▶ Excerpt
━━━━━━

Managing the Social Graph

Social relationships between people provide a classic example of how a relationship graph is used. It’s been said that all people on the planet are separated by only six degrees — that is, we’re all within six steps of knowing someone who knows someone, who knows someone . . .

Social graphs are important in several instances, including the following:

·        Social networks: Include the likes of Facebook, Twitter, and LinkedIn.

·        Professional organizations: To identify individuals or groups in large organizations with required expertise. Also can be used for organizational charts.

·        Organized crime detection: Police and security organizations perform multi-year million-dollar investigations of organized crime networks with many points of contact and relationships.

·        Family tree: Includes many parent, grandparent, uncle, and other relationships. Some assertions from such research may or may not be accurate. One source may list a George Fowler who may or may not be the same George Fowler in another source.

Managing this information has its challenges. Different approaches can be taken, depending on whether you’re describing relationships between people or whether you’re describing individuals and their activities.

Storing social information

You can find ontologies to model social data. One of the oldest, but still useful, models is Friend of a Friend (FOAF).

The FOAF RDF model gives individuals the ability to describe themselves, their interests, their contact details, as well as a list of people they know. This model includes Linked Open Data links to their contacts’ FOAF descriptions, when it’s known.

This data can be discovered and mined to produce spheres of influence around particular subject areas. The downside is that typically only Semantic Web computer scientists use FOAF to describe themselves on their websites!

━━━━━━

▶ Source information
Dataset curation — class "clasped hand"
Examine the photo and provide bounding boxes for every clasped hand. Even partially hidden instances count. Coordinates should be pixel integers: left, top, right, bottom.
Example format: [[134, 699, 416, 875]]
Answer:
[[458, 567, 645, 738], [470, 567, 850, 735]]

━━━━━━

▶ Directions for this task
Using the text on managing the social graph, answer each question below and mark each answer with the same letter.
(a) Which social networks are named as examples?
(b) What is one of the oldest but still useful models for social data?
(c) Who typically uses FOAF to describe themselves on their websites?

▶ Response area
(a) Facebook, Twitter, and LinkedIn.
(b) Friend of a Friend (FOAF).
(c) Semantic Web computer scientists.